• _ABOUT THIS TASK_:
List, from the lines below, each one with "rock" in it.

• _TASK INPUTS_:
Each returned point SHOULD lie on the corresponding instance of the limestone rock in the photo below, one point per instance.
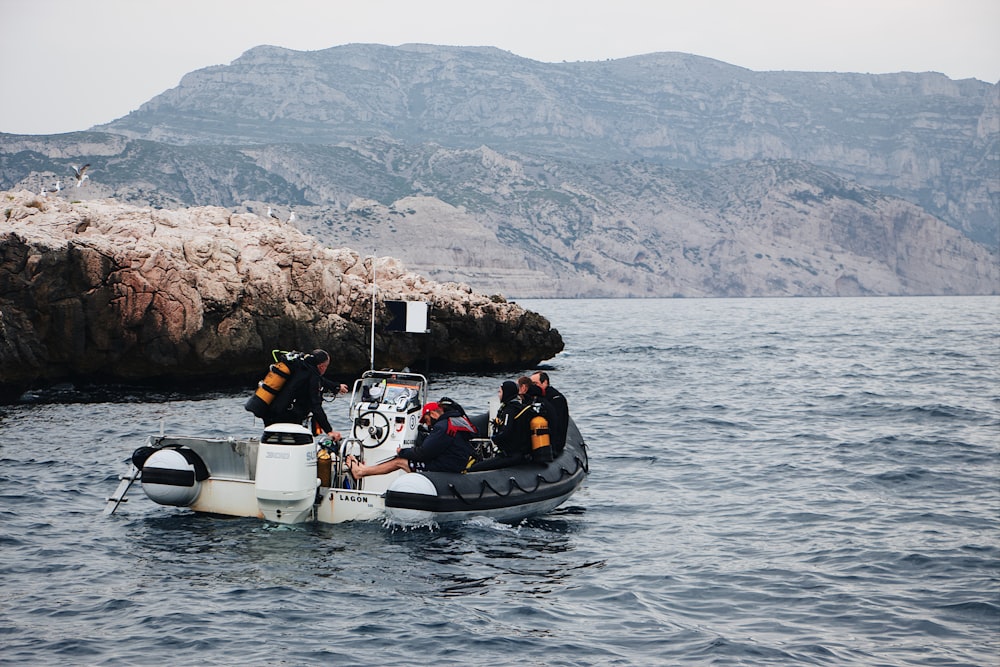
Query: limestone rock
* * *
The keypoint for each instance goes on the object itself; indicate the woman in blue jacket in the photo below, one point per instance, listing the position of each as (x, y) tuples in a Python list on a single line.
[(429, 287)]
---
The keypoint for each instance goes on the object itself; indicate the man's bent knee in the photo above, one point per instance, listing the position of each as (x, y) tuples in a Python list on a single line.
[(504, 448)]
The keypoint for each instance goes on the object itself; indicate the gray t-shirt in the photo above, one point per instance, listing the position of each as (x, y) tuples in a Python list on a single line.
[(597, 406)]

• _FINISHED TASK_:
Each returned point SHOULD lie on the corresponding instance of the limestone rock in the photo below, one point per instance.
Query: limestone rock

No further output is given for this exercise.